[사진별 박스 주석]
++++++++

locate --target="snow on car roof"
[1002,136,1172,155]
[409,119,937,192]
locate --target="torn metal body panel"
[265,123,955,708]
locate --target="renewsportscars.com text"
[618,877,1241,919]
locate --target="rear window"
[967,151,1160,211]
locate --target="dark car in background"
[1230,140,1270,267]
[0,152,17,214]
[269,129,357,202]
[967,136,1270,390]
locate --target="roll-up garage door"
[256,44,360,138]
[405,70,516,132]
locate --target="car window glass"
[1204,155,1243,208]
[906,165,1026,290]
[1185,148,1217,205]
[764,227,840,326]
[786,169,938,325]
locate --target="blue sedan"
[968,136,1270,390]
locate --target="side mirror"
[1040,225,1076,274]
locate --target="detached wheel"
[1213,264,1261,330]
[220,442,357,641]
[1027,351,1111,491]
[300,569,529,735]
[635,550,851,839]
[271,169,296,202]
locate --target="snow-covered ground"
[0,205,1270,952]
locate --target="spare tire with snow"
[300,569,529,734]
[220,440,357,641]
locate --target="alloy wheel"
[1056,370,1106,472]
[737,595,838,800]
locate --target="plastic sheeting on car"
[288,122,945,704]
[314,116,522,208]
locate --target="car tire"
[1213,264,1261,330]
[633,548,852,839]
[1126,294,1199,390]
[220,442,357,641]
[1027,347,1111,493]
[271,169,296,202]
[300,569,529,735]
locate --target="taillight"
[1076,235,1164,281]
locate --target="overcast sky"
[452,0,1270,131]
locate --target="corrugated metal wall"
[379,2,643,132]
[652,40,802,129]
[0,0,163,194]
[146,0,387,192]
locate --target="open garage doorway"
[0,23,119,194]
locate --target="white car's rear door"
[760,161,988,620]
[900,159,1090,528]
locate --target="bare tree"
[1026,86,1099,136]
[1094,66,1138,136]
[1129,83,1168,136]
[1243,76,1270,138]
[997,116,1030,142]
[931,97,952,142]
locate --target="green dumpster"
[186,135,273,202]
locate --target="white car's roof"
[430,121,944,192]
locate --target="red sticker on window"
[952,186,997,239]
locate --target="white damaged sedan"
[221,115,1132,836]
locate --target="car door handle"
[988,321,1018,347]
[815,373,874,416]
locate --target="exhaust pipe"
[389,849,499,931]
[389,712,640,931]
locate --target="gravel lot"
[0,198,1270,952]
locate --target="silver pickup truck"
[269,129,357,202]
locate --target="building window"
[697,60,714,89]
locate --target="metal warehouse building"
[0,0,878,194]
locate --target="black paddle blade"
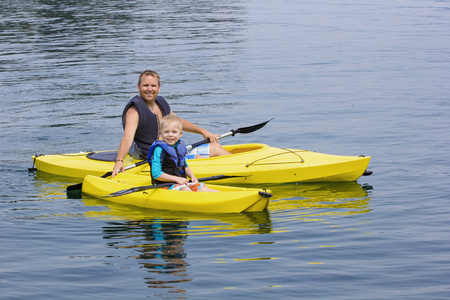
[232,118,274,135]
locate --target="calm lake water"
[0,0,450,299]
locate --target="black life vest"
[122,96,170,157]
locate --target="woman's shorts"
[186,143,209,159]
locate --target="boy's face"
[161,122,183,146]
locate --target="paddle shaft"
[103,175,246,198]
[66,118,273,192]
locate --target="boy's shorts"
[186,143,209,159]
[169,182,205,192]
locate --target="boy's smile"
[161,122,183,146]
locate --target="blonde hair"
[160,114,183,130]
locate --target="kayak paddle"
[103,175,248,198]
[67,160,147,193]
[186,118,274,151]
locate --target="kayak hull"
[82,173,271,213]
[33,144,370,184]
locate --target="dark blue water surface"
[0,0,450,299]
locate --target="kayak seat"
[86,150,117,161]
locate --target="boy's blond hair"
[160,114,183,131]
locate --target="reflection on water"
[83,196,271,237]
[103,219,192,292]
[268,182,373,221]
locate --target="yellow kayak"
[33,143,370,184]
[82,173,272,213]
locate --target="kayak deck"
[82,173,272,213]
[33,144,370,184]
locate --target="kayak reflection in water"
[147,114,217,192]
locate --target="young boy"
[147,114,217,192]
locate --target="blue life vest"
[122,96,170,157]
[147,140,187,184]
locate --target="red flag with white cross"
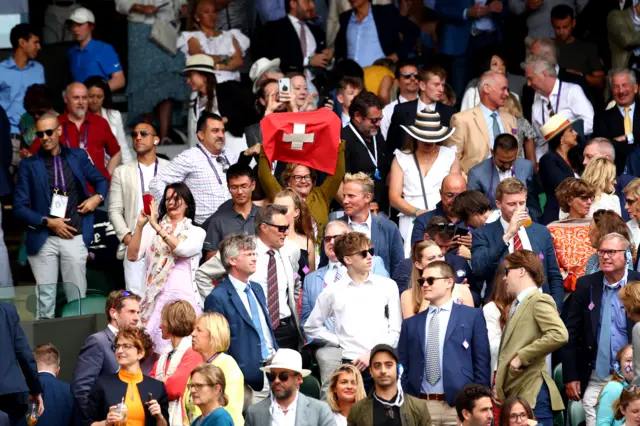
[260,108,342,175]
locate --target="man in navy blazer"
[0,302,44,425]
[398,260,491,424]
[471,178,564,311]
[13,113,109,319]
[71,290,140,425]
[33,343,73,426]
[204,234,278,403]
[467,133,542,221]
[340,172,404,275]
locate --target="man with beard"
[347,344,431,426]
[467,133,541,220]
[29,83,122,181]
[109,123,169,294]
[149,111,238,229]
[244,349,336,426]
[340,92,391,212]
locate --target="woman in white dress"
[84,76,133,164]
[327,364,367,426]
[389,111,460,257]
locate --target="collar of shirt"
[429,299,453,315]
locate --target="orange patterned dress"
[547,219,595,291]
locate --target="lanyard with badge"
[540,81,562,126]
[49,154,69,217]
[348,123,382,180]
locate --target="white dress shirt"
[500,216,532,253]
[531,79,593,160]
[380,95,407,140]
[347,213,371,239]
[304,274,402,360]
[269,390,300,426]
[249,238,294,319]
[227,274,276,354]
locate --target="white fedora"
[260,348,311,377]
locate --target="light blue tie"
[596,289,613,380]
[244,284,269,360]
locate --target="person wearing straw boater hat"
[180,53,220,146]
[540,113,581,225]
[245,349,336,426]
[389,110,465,257]
[447,71,516,173]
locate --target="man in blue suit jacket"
[467,133,542,222]
[204,235,278,403]
[33,343,73,426]
[398,260,491,418]
[13,114,109,319]
[340,172,404,275]
[0,302,44,425]
[471,178,564,311]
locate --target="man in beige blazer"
[108,123,169,295]
[445,71,518,173]
[495,250,569,426]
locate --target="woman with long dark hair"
[127,182,206,354]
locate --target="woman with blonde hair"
[580,157,622,219]
[188,312,244,426]
[327,364,367,426]
[400,240,473,319]
[622,178,640,248]
[189,364,234,426]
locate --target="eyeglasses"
[509,413,529,422]
[418,277,449,287]
[131,130,151,139]
[267,371,295,383]
[400,72,418,80]
[322,235,340,244]
[113,343,135,351]
[36,126,60,139]
[291,175,313,182]
[598,249,627,257]
[263,222,289,234]
[347,247,374,259]
[187,383,215,392]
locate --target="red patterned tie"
[513,234,522,251]
[267,250,280,330]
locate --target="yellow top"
[118,370,144,426]
[364,65,396,96]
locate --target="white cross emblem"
[282,123,315,151]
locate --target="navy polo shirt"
[67,39,122,81]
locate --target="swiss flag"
[260,108,342,175]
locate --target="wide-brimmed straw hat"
[400,109,456,143]
[260,349,311,377]
[540,113,581,142]
[180,53,216,75]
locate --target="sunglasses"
[348,247,374,259]
[131,130,151,138]
[36,126,60,139]
[418,277,449,287]
[267,371,295,383]
[264,222,289,234]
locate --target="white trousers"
[28,235,88,319]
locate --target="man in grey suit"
[71,290,140,424]
[244,349,336,426]
[467,133,542,221]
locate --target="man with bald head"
[109,123,169,294]
[445,71,517,173]
[29,82,122,181]
[13,113,108,319]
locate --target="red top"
[29,111,120,182]
[149,348,204,401]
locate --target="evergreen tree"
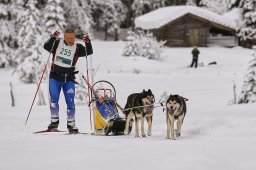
[64,0,92,35]
[91,0,123,40]
[238,46,256,104]
[0,0,15,68]
[237,0,256,46]
[16,0,42,83]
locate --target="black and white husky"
[166,95,187,140]
[124,89,155,137]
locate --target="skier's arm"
[44,36,60,53]
[77,41,93,57]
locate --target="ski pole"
[25,39,56,126]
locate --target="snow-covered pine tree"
[0,0,15,68]
[64,0,92,36]
[238,46,256,104]
[237,0,256,47]
[91,0,124,40]
[43,0,67,36]
[199,0,228,15]
[123,31,166,60]
[16,0,42,83]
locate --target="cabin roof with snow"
[135,6,237,30]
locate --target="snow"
[0,40,256,170]
[135,6,237,30]
[223,8,242,22]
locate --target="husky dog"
[124,89,155,137]
[166,95,187,140]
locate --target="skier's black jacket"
[44,37,93,74]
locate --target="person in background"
[190,46,200,68]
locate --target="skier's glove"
[52,31,60,39]
[83,34,90,44]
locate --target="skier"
[190,46,200,68]
[44,29,93,133]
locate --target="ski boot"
[48,116,59,131]
[67,118,78,134]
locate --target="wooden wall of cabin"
[151,14,211,47]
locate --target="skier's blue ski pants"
[49,78,75,119]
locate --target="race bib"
[54,39,76,68]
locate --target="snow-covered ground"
[0,40,256,170]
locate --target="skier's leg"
[63,81,78,133]
[48,78,61,129]
[63,81,75,118]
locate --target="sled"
[90,80,132,135]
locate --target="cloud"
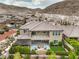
[0,0,62,9]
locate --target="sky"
[0,0,63,9]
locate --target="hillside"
[42,0,79,16]
[0,3,37,14]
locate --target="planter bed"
[51,46,68,55]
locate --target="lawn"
[51,46,65,52]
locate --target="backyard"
[66,38,79,55]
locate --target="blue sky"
[0,0,62,9]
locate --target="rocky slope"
[42,0,79,16]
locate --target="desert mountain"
[43,0,79,16]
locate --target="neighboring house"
[16,21,79,49]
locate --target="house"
[15,21,63,49]
[15,21,79,49]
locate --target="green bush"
[48,51,56,59]
[8,55,14,59]
[50,42,54,46]
[13,52,22,59]
[24,55,30,59]
[46,49,52,55]
[69,51,78,59]
[58,42,62,46]
[31,50,36,54]
[61,56,66,59]
[9,46,30,54]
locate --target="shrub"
[31,50,36,54]
[69,51,78,59]
[13,52,22,59]
[50,42,54,46]
[24,55,30,59]
[9,46,30,54]
[58,42,62,46]
[48,52,56,59]
[61,56,66,59]
[46,49,52,55]
[8,55,14,59]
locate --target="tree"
[48,51,56,59]
[69,51,78,59]
[13,52,22,59]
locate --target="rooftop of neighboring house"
[0,30,16,41]
[20,21,62,31]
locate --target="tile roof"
[0,30,16,41]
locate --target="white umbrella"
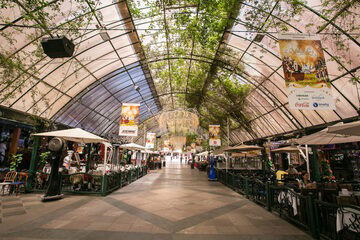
[271,146,306,153]
[33,128,108,143]
[328,121,360,136]
[224,144,262,152]
[119,143,146,150]
[296,128,360,145]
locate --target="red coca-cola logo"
[295,102,310,108]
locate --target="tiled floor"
[0,165,311,240]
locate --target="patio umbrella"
[328,121,360,136]
[119,143,146,150]
[271,146,306,153]
[224,144,262,152]
[296,128,360,145]
[33,128,108,143]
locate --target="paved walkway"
[0,165,311,240]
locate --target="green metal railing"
[31,166,147,196]
[217,169,360,240]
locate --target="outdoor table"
[336,207,360,233]
[278,191,298,216]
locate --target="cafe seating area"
[217,169,360,240]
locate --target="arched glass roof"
[0,0,360,143]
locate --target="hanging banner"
[145,133,156,148]
[209,125,221,146]
[163,140,170,151]
[119,103,140,137]
[279,34,335,110]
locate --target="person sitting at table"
[297,172,313,189]
[275,165,288,183]
[286,164,299,175]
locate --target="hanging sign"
[279,34,335,110]
[119,103,140,136]
[209,125,221,146]
[145,133,156,148]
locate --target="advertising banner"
[209,125,221,147]
[145,133,156,148]
[279,34,335,110]
[119,103,140,137]
[163,140,170,151]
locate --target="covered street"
[0,164,311,240]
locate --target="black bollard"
[41,138,65,201]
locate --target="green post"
[85,143,91,172]
[306,196,319,239]
[25,136,40,192]
[101,174,108,196]
[265,182,271,212]
[119,172,122,188]
[310,146,320,182]
[245,178,249,198]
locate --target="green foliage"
[129,0,250,137]
[9,154,23,171]
[0,0,101,113]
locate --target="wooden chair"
[11,172,29,195]
[0,171,17,195]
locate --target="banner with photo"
[145,133,156,148]
[279,34,335,110]
[119,103,140,137]
[209,125,221,147]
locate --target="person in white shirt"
[0,141,7,165]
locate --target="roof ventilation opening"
[254,33,265,42]
[100,30,110,41]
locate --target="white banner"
[209,125,221,147]
[145,133,156,148]
[119,103,140,137]
[279,34,335,110]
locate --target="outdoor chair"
[0,171,17,195]
[11,172,29,195]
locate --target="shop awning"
[33,128,108,143]
[224,144,262,152]
[119,143,146,150]
[328,121,360,136]
[296,126,360,145]
[271,146,306,153]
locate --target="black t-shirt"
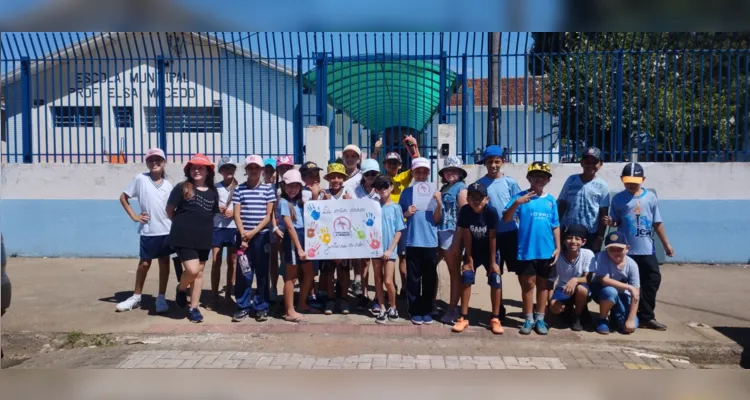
[167,182,219,250]
[458,204,498,260]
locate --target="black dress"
[167,182,219,250]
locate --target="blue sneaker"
[534,319,549,335]
[188,308,203,323]
[518,319,534,335]
[174,284,187,308]
[596,319,609,335]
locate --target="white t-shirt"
[123,173,174,236]
[555,249,596,289]
[214,182,237,229]
[344,169,362,190]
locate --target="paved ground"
[2,258,750,368]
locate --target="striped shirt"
[232,182,276,232]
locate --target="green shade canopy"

++++++++

위 목록에서 "sedan" 문자열이 포함된 줄을 모두 나열하시오.

응답:
locate --target="blue sedan"
locate --target="white damaged sedan"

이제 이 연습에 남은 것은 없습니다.